Arrange the items from the beginning of the list through the line containing "column 136, row 157" as a two-column CSV with the headers item_text and item_answer, one row per item. Put each item's text and its answer in a single quoted field apiece, replacing line breaks with spaces.

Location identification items
◇ ◇ ◇ ◇ ◇ ◇ ◇
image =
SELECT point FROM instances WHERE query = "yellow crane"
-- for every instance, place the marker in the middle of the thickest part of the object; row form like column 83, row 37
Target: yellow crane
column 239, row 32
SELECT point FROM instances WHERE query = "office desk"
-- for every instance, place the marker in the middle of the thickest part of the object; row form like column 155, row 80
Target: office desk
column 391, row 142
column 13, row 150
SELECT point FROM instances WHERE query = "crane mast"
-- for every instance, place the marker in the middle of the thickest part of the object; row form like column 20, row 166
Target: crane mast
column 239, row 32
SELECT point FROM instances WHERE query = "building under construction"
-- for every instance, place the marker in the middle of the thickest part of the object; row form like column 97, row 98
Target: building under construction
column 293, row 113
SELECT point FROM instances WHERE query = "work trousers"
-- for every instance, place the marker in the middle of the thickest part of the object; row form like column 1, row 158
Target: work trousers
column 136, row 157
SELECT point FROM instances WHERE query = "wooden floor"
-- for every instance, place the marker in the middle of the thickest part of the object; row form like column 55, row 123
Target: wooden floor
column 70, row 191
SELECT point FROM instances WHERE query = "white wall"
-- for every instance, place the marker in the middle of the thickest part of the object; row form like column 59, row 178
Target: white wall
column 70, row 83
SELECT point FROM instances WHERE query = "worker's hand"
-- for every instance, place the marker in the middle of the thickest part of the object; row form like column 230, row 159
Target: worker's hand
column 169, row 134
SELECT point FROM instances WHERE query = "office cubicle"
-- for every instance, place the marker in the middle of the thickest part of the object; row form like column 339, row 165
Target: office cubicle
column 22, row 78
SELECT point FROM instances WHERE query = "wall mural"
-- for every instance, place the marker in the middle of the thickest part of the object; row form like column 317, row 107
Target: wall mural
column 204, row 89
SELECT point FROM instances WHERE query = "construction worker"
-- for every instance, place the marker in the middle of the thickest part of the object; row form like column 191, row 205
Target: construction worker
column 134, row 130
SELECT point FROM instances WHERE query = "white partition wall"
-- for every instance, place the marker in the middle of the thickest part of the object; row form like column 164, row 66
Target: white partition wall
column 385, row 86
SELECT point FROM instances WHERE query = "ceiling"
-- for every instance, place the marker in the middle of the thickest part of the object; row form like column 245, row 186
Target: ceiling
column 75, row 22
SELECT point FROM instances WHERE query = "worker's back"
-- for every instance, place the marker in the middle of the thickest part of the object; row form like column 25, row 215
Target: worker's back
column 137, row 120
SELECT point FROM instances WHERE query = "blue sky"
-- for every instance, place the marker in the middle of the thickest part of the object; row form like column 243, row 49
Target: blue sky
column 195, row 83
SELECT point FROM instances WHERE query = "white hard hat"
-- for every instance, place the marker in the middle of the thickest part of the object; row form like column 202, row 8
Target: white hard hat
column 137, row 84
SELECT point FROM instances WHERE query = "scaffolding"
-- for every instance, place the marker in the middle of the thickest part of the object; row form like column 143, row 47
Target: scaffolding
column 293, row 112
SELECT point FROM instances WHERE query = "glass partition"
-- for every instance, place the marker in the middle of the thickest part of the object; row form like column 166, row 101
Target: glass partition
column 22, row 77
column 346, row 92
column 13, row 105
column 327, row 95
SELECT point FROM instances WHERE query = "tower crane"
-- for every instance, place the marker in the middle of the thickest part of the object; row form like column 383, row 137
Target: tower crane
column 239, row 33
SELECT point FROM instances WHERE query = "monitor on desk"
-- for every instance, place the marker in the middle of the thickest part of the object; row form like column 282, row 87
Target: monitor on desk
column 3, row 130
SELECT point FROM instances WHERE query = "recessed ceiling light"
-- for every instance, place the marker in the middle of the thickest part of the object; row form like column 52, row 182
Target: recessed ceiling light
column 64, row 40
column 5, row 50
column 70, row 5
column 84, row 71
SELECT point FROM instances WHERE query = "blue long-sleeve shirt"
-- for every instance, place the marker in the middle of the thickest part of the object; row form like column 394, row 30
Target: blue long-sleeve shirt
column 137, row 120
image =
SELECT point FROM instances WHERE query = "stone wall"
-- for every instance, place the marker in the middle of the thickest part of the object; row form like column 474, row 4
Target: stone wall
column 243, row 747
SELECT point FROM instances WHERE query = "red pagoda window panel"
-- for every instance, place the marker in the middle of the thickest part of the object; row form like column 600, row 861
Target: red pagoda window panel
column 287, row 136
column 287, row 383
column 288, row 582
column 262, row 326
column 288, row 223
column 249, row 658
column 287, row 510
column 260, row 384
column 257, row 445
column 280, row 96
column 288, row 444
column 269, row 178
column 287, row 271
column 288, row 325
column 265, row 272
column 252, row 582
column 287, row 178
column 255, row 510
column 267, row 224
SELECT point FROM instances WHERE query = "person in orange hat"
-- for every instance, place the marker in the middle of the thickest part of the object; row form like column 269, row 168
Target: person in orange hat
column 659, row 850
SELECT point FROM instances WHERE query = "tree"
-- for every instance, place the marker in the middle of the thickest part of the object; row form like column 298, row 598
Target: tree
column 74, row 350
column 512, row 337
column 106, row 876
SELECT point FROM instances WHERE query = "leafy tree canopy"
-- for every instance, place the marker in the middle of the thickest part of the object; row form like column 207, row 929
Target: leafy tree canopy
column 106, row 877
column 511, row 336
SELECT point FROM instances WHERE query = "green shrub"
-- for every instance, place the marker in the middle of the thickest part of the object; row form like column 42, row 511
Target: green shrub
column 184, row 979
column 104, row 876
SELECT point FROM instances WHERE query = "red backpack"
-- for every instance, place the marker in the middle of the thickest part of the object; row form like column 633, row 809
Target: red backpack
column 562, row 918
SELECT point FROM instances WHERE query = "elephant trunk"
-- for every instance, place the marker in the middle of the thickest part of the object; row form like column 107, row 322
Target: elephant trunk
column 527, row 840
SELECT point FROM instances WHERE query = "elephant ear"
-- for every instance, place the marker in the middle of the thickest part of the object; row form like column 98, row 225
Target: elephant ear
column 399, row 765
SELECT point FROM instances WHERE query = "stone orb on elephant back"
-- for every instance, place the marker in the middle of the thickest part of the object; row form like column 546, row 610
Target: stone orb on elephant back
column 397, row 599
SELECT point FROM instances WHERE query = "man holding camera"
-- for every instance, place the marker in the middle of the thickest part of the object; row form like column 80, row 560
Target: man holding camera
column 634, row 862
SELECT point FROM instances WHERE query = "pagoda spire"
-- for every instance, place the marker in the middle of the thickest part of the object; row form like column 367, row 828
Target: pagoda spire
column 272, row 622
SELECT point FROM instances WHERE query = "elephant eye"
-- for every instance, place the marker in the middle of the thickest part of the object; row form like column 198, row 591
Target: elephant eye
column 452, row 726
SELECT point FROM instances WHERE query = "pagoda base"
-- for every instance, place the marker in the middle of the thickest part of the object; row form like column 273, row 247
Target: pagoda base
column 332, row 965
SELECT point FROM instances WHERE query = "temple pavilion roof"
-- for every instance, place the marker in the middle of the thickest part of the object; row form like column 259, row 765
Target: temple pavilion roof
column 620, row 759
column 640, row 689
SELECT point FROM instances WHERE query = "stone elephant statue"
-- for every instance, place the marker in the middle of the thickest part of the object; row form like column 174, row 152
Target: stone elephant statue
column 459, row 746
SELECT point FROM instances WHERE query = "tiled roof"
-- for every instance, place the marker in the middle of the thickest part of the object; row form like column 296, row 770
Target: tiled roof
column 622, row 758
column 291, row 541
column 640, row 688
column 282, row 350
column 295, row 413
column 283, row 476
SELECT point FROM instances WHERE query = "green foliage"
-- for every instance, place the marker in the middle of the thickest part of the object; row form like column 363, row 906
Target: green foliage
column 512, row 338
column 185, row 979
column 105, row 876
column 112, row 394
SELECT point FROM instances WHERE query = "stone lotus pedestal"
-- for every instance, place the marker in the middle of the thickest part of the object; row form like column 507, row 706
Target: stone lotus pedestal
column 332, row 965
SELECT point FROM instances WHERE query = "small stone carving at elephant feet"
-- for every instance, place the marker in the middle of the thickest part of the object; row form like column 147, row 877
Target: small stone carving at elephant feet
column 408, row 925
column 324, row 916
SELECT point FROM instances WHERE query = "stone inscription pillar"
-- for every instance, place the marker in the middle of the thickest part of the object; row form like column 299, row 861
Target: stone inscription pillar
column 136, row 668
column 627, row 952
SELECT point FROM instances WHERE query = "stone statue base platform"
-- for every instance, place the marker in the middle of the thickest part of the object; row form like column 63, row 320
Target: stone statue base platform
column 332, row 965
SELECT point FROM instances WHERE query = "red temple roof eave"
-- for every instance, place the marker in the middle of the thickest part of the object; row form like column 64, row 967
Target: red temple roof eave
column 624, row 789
◇ ◇ ◇ ◇ ◇ ◇ ◇
Answer to this task ->
item_text,item_answer
"image = SELECT point FROM instances WHERE query = ""yellow crane"" -- for every instance, place the marker in the middle of the thickest part of the object; row form like column 83, row 37 Target: yellow crane","column 239, row 32"
"SELECT point FROM instances WHERE query = ""office desk"" -- for every instance, place the marker in the middle of the thickest part of the object; row form like column 155, row 80 Target: office desk","column 391, row 142 column 13, row 150"
"SELECT point FROM instances WHERE query = ""crane mast"" -- for every instance, place the marker in the middle of the thickest part of the object; row form like column 20, row 166 Target: crane mast","column 239, row 32"
"SELECT point FROM instances WHERE query = ""building under construction"" -- for every instance, place the marker in the middle of the thickest part of the object; row form like column 97, row 98 Target: building under construction","column 293, row 113"
"SELECT point FROM instances WHERE query = ""work trousers"" -- for every instance, place the marker in the middle of the thickest part of the object; row form like column 1, row 158 Target: work trousers","column 136, row 157"